» PETIKAN TEKS
|---|
Maros – Bayi gagah berusia enam bulan tergeletak lemah di atas kasur tipis. Tubuhnya mungil, namun luka yang harus ia tanggung jauh lebih besar dari usianya. Nafasnya pelan, setiap hembusannya adalah perjuangan. Kanker ganas telah mencengkeram tubuh kecil bayi yang diberi nama El Raja itu, merampas senyum, dan menggantinya dengan rintihan kesakitan.
Di sudut ruangan, ibunya duduk memegang tangannya yang kecil. Matanya sembab, penuh kelelahan dan keputusasaan. Setiap hari, ia menyaksikan buah hatinya berjuang melawan penyakit yang saya yakini orang dewasa pun tak sanggup hadapi.
“Seandainya bisa, saya ingin mengambil rasa sakitnya… biar saya saja yang menanggung semuanya,” lirihnya, mencoba menahan air mata yang terus mengalir.
|---|
» CUPLIKAN DATA
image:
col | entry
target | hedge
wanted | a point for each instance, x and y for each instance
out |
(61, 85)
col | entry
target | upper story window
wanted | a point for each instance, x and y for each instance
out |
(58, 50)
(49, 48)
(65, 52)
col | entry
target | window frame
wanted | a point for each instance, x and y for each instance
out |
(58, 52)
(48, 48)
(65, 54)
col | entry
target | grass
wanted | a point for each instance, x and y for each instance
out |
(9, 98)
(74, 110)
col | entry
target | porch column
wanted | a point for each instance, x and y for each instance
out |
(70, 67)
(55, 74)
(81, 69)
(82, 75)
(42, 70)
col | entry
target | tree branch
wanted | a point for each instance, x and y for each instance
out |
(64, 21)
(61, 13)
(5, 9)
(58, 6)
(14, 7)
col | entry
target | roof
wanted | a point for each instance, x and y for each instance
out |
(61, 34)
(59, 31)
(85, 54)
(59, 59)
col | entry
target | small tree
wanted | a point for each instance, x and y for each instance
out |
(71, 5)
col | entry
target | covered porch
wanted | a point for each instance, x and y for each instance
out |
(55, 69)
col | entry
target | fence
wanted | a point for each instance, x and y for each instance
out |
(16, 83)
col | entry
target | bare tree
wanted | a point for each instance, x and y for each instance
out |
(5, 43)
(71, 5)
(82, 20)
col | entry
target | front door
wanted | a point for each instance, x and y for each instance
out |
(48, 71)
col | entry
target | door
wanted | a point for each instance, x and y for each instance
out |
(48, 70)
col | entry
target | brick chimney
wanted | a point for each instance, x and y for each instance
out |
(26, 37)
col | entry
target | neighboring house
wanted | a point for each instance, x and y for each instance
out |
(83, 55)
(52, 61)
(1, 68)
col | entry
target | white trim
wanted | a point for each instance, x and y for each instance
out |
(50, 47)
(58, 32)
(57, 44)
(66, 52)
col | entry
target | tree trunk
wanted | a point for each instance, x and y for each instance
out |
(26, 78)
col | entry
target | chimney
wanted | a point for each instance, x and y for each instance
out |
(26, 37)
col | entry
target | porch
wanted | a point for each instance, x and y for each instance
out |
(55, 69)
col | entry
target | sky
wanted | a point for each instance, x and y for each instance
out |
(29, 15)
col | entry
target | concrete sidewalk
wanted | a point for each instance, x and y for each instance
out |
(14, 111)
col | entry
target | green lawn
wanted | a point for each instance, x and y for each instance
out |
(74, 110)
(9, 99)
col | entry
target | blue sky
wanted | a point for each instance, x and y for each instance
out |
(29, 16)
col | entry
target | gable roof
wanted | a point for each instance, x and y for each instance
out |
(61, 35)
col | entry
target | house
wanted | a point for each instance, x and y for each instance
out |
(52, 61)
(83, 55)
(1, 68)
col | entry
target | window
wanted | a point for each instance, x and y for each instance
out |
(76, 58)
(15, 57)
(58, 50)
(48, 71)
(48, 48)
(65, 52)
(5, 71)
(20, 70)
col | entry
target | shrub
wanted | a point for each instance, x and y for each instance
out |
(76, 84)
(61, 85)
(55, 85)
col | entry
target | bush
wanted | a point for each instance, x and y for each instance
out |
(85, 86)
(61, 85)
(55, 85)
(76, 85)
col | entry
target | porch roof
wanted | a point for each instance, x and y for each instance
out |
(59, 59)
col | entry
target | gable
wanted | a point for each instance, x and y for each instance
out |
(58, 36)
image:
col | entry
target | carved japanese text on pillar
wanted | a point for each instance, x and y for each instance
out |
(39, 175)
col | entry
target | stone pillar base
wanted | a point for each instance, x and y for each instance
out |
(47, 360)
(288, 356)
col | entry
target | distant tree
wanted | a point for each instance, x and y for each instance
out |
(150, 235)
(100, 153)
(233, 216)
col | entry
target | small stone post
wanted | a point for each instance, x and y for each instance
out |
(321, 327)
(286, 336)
|---|
» PETUNJUK LATIHAN
**1.** Jawablah pertanyaan berikut berdasarkan teks tentang bayi El Raja.
(a) Berapa usia bayi itu?
(b) Penyakit apa yang mencengkeram tubuhnya?
(c) Apa yang dipegang ibunya di sudut ruangan?
**2.** Kembalikan isi teks tentang bayi El Raja tanpa mengubah apa pun, mulai dari “Di sudut ruangan, ibunya” sampai “tak sanggup hadapi.”.
Baris-baris data di atas berasal dari sumber lain.

» JAWABAN LATIHAN
**1.**
(a) Enam bulan.
(b) Kanker ganas.
(c) Tangan bayinya yang kecil.

**2.**
Di sudut ruangan, ibunya duduk memegang tangannya yang kecil. Matanya sembab, penuh kelelahan dan keputusasaan. Setiap hari, ia menyaksikan buah hatinya berjuang melawan penyakit yang saya yakini orang dewasa pun tak sanggup hadapi.